### DIRECTIVE
Turn the entries from the line with "ear in the photo above." up to and including the last line of the entries into a numbered list, leaving out any blank lines.

### DATA TO PROCESS
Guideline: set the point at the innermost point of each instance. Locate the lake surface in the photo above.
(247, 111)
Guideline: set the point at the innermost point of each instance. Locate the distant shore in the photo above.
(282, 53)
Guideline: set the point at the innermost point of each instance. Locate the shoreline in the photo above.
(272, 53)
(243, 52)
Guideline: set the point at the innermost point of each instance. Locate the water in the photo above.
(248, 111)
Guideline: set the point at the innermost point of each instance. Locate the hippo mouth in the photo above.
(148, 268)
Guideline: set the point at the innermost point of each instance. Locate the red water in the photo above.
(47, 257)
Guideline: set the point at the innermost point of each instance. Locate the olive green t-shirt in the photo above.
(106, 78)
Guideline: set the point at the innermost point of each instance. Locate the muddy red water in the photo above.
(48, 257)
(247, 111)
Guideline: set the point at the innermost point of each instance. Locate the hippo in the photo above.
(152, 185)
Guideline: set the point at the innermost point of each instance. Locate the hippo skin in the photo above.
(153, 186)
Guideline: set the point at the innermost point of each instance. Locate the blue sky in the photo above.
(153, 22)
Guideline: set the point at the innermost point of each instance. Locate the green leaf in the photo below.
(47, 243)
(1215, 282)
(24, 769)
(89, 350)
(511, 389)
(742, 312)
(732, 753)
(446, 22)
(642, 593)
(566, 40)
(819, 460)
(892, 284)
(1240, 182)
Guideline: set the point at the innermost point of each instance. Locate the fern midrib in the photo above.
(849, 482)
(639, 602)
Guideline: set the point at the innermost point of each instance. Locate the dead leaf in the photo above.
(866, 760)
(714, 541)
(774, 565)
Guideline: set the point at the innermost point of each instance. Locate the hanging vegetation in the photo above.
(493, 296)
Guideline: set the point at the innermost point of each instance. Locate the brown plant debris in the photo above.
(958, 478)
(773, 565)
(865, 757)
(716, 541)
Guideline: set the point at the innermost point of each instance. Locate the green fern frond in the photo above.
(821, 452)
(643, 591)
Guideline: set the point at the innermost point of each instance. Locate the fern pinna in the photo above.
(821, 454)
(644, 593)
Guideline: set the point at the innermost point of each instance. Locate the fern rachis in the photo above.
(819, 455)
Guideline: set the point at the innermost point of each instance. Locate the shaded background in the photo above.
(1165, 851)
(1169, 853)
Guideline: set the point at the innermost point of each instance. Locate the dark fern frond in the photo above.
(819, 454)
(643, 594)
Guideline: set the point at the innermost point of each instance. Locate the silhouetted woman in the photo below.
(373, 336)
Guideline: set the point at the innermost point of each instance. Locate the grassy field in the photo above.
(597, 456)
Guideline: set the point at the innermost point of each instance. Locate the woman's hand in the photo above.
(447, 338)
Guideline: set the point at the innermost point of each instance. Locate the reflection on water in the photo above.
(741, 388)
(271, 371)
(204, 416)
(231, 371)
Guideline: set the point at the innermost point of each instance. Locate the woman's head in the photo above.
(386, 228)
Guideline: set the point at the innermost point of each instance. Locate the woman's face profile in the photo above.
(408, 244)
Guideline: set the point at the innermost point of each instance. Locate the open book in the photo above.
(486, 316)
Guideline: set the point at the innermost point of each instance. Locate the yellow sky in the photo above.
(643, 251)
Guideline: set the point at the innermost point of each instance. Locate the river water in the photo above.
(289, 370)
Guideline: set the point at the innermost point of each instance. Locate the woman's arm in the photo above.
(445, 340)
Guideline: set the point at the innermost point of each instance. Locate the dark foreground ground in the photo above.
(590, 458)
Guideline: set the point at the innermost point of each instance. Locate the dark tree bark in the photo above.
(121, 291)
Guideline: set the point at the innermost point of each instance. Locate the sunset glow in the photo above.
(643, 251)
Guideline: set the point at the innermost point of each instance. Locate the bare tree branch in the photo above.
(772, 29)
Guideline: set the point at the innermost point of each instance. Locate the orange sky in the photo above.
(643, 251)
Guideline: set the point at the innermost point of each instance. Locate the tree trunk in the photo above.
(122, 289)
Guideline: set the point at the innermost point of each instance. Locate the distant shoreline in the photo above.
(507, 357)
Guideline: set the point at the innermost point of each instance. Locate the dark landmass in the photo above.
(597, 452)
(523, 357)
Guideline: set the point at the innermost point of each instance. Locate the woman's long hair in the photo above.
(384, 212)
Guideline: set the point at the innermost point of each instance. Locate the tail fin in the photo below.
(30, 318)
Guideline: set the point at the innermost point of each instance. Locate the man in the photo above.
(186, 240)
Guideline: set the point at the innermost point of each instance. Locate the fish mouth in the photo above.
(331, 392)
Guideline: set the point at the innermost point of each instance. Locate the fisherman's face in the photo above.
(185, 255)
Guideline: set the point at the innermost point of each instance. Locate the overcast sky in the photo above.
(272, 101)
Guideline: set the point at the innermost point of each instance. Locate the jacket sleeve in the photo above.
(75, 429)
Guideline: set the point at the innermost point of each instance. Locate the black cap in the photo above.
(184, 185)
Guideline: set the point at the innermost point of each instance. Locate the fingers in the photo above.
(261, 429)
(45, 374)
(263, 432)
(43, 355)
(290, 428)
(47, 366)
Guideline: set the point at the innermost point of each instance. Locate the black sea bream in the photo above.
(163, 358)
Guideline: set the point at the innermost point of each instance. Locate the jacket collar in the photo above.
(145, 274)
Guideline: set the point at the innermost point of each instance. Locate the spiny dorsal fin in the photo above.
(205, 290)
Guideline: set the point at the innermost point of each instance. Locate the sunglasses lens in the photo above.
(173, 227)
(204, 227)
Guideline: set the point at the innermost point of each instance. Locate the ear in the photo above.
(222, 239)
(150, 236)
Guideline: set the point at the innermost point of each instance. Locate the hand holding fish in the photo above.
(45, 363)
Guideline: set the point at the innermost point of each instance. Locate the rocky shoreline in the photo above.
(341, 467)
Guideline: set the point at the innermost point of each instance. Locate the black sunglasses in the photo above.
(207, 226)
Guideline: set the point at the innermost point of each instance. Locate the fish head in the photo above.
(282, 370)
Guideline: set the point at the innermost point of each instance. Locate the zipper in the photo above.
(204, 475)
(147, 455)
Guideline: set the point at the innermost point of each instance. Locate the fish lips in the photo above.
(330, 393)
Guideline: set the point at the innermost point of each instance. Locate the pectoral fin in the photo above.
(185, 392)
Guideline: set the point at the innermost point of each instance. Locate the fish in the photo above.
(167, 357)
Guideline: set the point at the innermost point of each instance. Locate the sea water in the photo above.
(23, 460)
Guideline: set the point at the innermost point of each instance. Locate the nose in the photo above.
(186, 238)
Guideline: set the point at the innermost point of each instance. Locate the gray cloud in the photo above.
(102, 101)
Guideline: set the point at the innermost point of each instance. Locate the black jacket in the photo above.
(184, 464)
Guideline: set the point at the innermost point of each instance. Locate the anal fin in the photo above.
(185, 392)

### OUTPUT
1. Guideline: set the point at the innermost point of each instance. Locate the ear in the photo above.
2. (222, 239)
3. (150, 236)
4. Guideline: set the point at the innermost point of each instance. Locate the hand holding fish in the photo above.
5. (45, 363)
6. Guideline: set the point at the innermost point of each instance. Locate the rocky shoreline in the photo above.
7. (341, 467)
8. Guideline: set the point at the innermost point of each instance. Locate the black sunglasses in the photo above.
9. (207, 226)
10. Guideline: set the point at the innermost point of each instance. Locate the fish head in the photo above.
11. (282, 370)
12. Guideline: set the point at the innermost point of each instance. Locate the zipper in the photo above.
13. (204, 475)
14. (147, 455)
15. Guideline: set the point at the innermost point of each instance. Locate the fish lips in the photo above.
16. (330, 393)
17. Guideline: set the point at the innermost point of each instance. Locate the pectoral fin in the photo above.
18. (185, 392)
19. Guideline: set the point at the innermost point of each instance. Locate the fish in the photo above.
20. (167, 357)
21. Guideline: set the point at the innermost point of each instance. Locate the sea water in the photo above.
22. (23, 460)
23. Guideline: set the point at the innermost point of each instance. Locate the nose in the photo above.
24. (186, 238)
25. Guideline: set the point at the innermost point of each instance. Locate the gray cloud in the photo above.
26. (102, 101)
27. Guideline: set the point at the innermost point of each instance. Locate the black jacket in the photo above.
28. (184, 464)
29. Guideline: set the point at the innermost point of each instance. Locate the anal fin in the photo above.
30. (185, 392)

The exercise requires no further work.